··· Entries shown

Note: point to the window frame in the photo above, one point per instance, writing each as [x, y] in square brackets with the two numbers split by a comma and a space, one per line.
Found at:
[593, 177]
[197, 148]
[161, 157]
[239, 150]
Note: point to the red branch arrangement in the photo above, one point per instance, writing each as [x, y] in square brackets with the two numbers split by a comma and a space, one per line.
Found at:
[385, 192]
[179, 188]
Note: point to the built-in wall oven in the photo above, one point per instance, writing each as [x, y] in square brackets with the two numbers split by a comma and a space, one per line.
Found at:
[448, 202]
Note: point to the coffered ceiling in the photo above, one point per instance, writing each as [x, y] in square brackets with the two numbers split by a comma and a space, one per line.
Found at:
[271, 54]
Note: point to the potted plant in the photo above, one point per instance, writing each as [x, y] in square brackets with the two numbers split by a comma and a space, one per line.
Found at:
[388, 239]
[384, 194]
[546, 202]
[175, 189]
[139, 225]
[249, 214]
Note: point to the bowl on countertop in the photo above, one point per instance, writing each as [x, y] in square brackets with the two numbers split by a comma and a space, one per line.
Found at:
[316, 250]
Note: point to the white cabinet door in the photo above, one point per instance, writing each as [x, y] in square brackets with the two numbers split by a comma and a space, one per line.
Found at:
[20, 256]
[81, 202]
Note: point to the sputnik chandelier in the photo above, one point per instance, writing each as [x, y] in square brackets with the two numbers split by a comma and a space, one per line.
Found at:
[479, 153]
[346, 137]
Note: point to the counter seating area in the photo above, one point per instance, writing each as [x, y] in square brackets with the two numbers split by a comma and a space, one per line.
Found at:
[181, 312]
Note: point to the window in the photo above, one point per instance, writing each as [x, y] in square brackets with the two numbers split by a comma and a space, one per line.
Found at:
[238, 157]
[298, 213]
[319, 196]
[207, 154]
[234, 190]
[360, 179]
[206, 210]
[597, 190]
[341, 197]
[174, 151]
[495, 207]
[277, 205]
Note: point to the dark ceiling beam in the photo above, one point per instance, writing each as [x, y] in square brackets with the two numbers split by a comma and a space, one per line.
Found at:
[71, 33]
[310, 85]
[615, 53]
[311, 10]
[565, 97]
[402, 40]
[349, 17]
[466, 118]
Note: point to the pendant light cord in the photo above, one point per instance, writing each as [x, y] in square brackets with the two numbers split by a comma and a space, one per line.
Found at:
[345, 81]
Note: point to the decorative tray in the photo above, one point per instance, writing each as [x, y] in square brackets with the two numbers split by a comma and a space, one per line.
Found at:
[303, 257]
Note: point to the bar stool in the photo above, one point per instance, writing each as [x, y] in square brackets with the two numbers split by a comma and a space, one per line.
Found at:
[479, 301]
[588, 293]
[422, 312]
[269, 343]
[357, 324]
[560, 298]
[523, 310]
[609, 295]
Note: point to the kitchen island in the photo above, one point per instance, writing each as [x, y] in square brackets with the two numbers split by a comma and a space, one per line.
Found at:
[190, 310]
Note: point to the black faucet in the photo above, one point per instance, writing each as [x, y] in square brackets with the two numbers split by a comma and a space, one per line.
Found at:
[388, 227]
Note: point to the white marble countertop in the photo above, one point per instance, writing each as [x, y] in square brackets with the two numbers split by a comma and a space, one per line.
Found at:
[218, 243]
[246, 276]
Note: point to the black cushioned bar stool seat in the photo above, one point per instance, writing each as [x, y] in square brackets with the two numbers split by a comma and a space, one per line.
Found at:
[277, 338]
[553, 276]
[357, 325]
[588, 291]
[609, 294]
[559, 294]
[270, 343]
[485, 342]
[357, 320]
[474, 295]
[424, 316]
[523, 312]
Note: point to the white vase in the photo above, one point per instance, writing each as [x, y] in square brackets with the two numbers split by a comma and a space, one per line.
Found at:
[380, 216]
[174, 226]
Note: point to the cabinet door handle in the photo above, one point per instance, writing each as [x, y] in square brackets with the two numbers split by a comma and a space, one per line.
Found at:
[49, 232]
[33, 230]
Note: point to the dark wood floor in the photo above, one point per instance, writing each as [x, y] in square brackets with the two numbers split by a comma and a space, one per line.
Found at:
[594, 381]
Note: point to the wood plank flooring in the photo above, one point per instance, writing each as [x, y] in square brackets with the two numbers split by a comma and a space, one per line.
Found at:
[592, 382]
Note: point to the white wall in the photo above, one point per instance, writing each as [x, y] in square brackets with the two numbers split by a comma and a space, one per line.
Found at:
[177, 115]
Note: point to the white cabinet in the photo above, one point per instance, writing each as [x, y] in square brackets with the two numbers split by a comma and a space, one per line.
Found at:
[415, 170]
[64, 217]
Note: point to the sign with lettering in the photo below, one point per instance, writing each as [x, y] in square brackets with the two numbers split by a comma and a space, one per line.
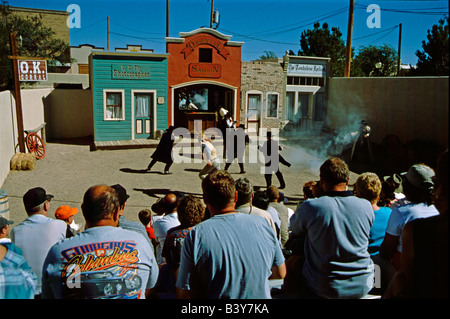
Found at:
[130, 72]
[205, 70]
[32, 70]
[202, 40]
[307, 69]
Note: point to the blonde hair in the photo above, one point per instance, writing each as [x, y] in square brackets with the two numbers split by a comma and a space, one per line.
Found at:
[368, 186]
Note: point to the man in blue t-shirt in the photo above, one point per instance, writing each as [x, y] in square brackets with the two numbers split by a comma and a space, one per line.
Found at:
[230, 255]
[336, 227]
[103, 261]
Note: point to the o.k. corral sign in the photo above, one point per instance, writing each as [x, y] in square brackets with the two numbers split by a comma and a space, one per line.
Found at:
[32, 70]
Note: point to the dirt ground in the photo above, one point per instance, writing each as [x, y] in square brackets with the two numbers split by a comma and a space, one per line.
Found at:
[68, 170]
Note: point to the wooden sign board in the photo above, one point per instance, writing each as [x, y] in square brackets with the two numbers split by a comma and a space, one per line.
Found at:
[32, 70]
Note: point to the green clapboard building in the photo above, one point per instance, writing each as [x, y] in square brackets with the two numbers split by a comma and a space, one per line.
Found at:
[129, 95]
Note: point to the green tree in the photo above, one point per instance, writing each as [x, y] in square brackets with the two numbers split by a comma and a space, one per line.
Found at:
[323, 42]
[375, 61]
[433, 59]
[33, 40]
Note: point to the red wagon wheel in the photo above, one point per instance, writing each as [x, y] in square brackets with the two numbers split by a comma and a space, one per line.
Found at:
[36, 145]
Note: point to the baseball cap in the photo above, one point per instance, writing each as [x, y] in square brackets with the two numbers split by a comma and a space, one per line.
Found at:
[35, 197]
[167, 203]
[65, 211]
[122, 192]
[420, 175]
[396, 180]
[4, 222]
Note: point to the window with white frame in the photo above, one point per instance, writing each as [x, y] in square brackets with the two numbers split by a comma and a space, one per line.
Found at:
[113, 105]
[272, 105]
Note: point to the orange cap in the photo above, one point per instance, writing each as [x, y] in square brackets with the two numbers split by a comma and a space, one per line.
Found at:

······

To be done:
Return the listing above in full and without alteration, excluding its pictures.

Correct response:
Note: point to the window frame in the photo above, one point per instance, writing each as [x, y] in square brackets with the two numbers split by a comma and a space, one per line.
Found at:
[593, 177]
[197, 148]
[161, 157]
[239, 150]
Note: point to the red branch arrangement in the photo above, one point per instance, writing each as [x, y] in square brackets with the two numbers split by a comma and a space, one per line.
Found at:
[385, 192]
[179, 188]
Note: point to the built-in wall oven in the photo above, one point per instance, writing each as [x, y] in square brackets with the two numbers split by a comma and a space, one per line.
Found at:
[448, 202]
Note: point to the coffered ceiling in the photo above, one point per instance, writing each as [x, y] in square brackets with the two numbers split by a comma and a space, one per line.
Found at:
[271, 54]
Note: point to the potted plant in the photo above, one point per instance, writing each as [x, y] in square brackets with the two numbers split by a comma and a space, one per line.
Found at:
[388, 239]
[384, 194]
[546, 202]
[175, 189]
[139, 225]
[249, 214]
Note: point to the bowl on countertop in the photo above, one point per instance, writing each as [x, y] in square brackets with the two numbers split by a comma and a space, one per line.
Found at:
[316, 250]
Note: point to the white cabinet door in the photo above, one point per instance, writing each as [x, y] in square brackets with the two numbers split by a comma and a space, one per line.
Found at:
[20, 256]
[81, 202]
Note: point to the sputnik chandelier in the photo above, one point per instance, writing each as [x, y] in square brackets with the two numbers split by a comma and a space, one per line.
Found at:
[479, 153]
[346, 137]
Note: point to the counter seating area in the photo above, one point per instance, writing each as [x, y] in square brackets with the two numbers split by a comma and a space, one per line.
Found at:
[181, 312]
Note: point to the window in the photo above, one point per instance, writing each as [x, y] in square brackets with the two numbers split by a comma and a space, one per line.
Found at:
[238, 157]
[298, 213]
[319, 196]
[207, 154]
[234, 190]
[360, 179]
[206, 210]
[597, 190]
[341, 197]
[174, 151]
[495, 207]
[277, 205]
Note: point to the dark ceiling beam in the photo above, one point per instance, writing each as [x, y] in square brackets with the two numbers split by a comma and a space, one per line.
Found at:
[71, 33]
[310, 85]
[615, 53]
[311, 10]
[565, 97]
[402, 40]
[349, 17]
[466, 118]
Note: point to the pendant light cord in the photo above, one point per instance, writing each as [x, y] in square brackets with the two numbers split by a comma and a space, one per line.
Found at:
[345, 81]
Note: point to the decorative tray in the photo above, one point per instance, writing each as [x, y] in square brackets with the two numbers split by a comma and a space, one per line.
Found at:
[303, 257]
Note: point to the bar stool in the photo above, one point per instance, writing each as [x, y] in square brackets with the two numbers split by a comma and a space, one per line.
Found at:
[479, 301]
[588, 293]
[422, 312]
[269, 343]
[357, 324]
[560, 298]
[523, 310]
[609, 295]
Note: point to the kitchen island in the photo above, one point per instance, writing each as [x, y] in square brackets with the two numbers split by a comma and a space, one per line.
Found at:
[190, 310]
Note: point to the black faucet in the photo above, one point per instance, writing each as [x, y] in square brackets with the two numbers split by a comma and a space, one per line.
Found at:
[388, 227]
Note: point to the white marble countertop in the photo above, one point per instance, writing each as [x, y] in square brackets with the two numbers split by a comma and a space, one per line.
Found at:
[218, 243]
[246, 276]
Note: point to the black cushioned bar stool seat in the photo above, one point per instance, writing each as [x, y] in square brackets with the two numbers split by a comma and a space, one per line.
Found at:
[277, 338]
[553, 276]
[357, 325]
[588, 291]
[609, 294]
[559, 294]
[270, 343]
[485, 342]
[357, 320]
[474, 295]
[424, 316]
[523, 312]
Note: point to the white vase in the photo above, one point per instance, writing each as [x, y] in square brackets with the two numbers split by a comma and a space, one per line.
Found at:
[380, 216]
[174, 226]
Note: point to the cabinet door handle in the photo above, one point per instance, writing each as [x, y] in square brackets with the two numbers split by a comma and a space, one per line.
Found at:
[49, 232]
[33, 230]
Note: point to the dark wood floor in the photo above, one point per instance, writing each as [x, y] in square brackets with the two numbers split by a comma and a space, one per line.
Found at:
[594, 381]
Note: point to the wood plank flooring in the photo above, one point per instance, writing each as [x, y] in square brackets with the two numbers split by a comma and a space, one per line.
Found at:
[592, 382]
Note: point to the white wall in the photo above, one point per instance, writing each as [x, y] in square brackets with the two numbers split by a comma and a space, one per line.
Found at:
[177, 115]
Note: point to the white cabinet in the photo above, one point per instance, writing each as [x, y] in square brackets with the two numbers split by a comma and a space, one per line.
Found at:
[415, 170]
[64, 217]
Note: point to the sign with lettering in the photo below, one point per instance, writing each as [x, y] in square brackets with the two numbers split by a comma and a space, one per line.
Found at:
[130, 72]
[205, 70]
[32, 70]
[202, 40]
[307, 69]
Note: point to the blonde hair in the photo above, one point per instance, writing each as [x, y] in square brackets with the two numbers split by a comma and a space, one per line.
Found at:
[368, 186]
Note: point to the man in blue t-shirt in the photo above, one point per instance, writing each as [x, y] in square brackets with the two numbers split by a comma and a space, one per line.
Found at:
[230, 255]
[336, 227]
[103, 261]
Note: point to the o.k. corral sign in the photo above, one point per instance, writing each as [x, y] in square brackets with the two numbers split by a comma and a space, one per line.
Found at:
[32, 70]
Note: point to the dirt ground in the photo above, one point per instance, writing each as [x, y] in square brackets with the two numbers split by a comma and a space, one per line.
Found at:
[68, 170]
Note: point to the wooden sign board in the photo above, one point per instance, writing each as [x, y] in square brackets with the two numbers split by a comma and a space, one per line.
Found at:
[32, 70]
Note: point to the green clapboard building in the photo above, one point per instance, writing each as [x, y] in square brackets with the two numbers split by a comma and a space, one per line.
Found at:
[129, 95]
Note: point to the green tree in the photo above, one point per instance, writing each as [x, y] in square brackets with the two numbers split by a comma and a space, one per line.
Found at:
[323, 42]
[375, 61]
[433, 59]
[33, 40]
Note: point to the red wagon wheel in the photo above, one point per instance, writing each as [x, y] in square brackets with the two numbers split by a comma and a space, one per line.
Found at:
[36, 145]
Note: point to the baseball cap in the photo above, one point per instance, writing each as [x, y] in square brackets with the two numbers split by a comma and a space, one per line.
Found at:
[35, 197]
[167, 203]
[65, 211]
[122, 192]
[420, 175]
[396, 180]
[4, 222]
Note: point to the window with white frame in the photo above, one point per instance, writing each as [x, y] in square brackets with the two numbers split by a comma and a space, one per line.
Found at:
[113, 105]
[272, 105]
Note: point to the orange cap in the photo above, one point per instance, writing each as [x, y] in square brackets with the two numbers split by a comma and a space, one per line.
Found at:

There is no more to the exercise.